[Annotation dataset entries]
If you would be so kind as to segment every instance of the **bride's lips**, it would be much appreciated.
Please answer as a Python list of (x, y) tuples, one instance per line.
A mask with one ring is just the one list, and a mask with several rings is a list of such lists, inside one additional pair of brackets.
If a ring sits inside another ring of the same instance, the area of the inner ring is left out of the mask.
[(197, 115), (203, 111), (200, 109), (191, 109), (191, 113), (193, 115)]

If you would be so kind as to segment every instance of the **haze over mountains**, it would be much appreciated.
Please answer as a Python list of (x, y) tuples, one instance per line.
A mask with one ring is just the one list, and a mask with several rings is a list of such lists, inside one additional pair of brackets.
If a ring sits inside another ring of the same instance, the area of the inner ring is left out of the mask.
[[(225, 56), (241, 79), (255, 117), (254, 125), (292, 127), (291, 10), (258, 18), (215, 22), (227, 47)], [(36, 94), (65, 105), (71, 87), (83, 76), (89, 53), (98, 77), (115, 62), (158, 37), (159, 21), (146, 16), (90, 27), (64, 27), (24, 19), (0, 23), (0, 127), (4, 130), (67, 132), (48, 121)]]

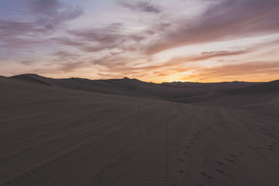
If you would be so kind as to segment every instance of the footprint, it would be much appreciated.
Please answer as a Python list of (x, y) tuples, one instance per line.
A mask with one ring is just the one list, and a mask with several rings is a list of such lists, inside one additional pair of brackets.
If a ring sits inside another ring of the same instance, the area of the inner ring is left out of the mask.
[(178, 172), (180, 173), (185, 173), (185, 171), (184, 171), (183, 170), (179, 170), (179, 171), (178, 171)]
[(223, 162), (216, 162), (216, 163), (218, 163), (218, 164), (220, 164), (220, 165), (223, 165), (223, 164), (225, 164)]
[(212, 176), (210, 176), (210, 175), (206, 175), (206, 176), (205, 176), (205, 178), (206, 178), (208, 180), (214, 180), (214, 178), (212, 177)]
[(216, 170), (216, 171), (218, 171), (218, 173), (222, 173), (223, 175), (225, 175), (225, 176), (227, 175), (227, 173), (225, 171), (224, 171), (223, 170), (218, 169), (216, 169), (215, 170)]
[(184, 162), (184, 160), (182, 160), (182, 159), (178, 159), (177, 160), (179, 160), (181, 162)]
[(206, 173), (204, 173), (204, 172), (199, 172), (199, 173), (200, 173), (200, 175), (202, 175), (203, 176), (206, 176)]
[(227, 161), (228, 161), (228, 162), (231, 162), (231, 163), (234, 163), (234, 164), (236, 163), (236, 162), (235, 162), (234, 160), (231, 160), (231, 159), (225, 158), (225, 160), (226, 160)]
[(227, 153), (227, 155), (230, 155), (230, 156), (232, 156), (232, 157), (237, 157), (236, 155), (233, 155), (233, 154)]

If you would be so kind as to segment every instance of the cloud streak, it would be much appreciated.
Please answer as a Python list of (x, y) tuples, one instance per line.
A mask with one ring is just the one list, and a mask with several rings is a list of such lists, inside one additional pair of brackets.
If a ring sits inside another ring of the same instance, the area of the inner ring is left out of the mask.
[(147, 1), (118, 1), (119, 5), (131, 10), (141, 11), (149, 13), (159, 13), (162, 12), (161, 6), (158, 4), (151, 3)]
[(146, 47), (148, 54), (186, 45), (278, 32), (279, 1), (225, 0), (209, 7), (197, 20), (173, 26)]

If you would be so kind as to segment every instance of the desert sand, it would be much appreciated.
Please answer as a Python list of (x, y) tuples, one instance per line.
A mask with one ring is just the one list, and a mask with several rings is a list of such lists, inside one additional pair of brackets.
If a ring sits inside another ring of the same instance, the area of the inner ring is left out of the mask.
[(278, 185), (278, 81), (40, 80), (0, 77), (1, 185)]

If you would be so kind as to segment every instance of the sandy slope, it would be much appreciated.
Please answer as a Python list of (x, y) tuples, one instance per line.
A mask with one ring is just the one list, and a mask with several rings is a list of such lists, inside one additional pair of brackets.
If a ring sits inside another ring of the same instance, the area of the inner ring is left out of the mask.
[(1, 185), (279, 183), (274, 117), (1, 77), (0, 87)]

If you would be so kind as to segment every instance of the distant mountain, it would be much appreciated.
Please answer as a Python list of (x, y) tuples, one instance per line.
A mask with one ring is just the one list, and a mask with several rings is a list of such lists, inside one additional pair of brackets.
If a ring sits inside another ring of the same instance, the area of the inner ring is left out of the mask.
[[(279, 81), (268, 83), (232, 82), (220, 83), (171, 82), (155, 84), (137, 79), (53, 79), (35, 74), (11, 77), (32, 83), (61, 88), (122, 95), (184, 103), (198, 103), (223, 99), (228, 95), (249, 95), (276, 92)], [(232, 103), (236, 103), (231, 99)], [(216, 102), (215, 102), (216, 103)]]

### [Task goal]
Write out again the lines of the entries above, starting with the line with "slope, it would be much appreciated." and going on through the line with "[(1, 185), (279, 183), (274, 117), (1, 77), (0, 87)]", with the requests included. Scale every coordinate in the answers by 1.85, rounding to whole numbers with halves going up.

### [Reply]
If you would be so kind as to segment every instance of the sandy slope, it would be much appreciated.
Please answer as a Python list of (x, y) tuples, one instance per line.
A mask with one ring is just the one list, and a mask with several rings is a list of such lists, inside one additional pair of brackets.
If a ring sits inside another ring of the same instance, the area of the inner ring is left out of the mask.
[(2, 342), (516, 339), (507, 216), (2, 142), (0, 161)]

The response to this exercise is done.